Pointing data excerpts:

-------------------------

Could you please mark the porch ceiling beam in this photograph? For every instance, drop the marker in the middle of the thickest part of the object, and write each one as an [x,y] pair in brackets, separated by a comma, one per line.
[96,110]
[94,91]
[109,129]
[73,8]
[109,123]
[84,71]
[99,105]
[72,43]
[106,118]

-------------------------

◆ TASK REQUIREMENTS: Please retype all the rows above with every line unchanged.

◆ RESULT OF THE TASK:
Could you please mark the porch ceiling beam in this photograph? For every instance, drop the marker in the middle of the thickest part of the object, and write each one as an [x,y] pair in brackets, separated by a comma, one per line.
[96,110]
[94,91]
[109,129]
[73,8]
[109,123]
[84,71]
[99,105]
[72,43]
[106,118]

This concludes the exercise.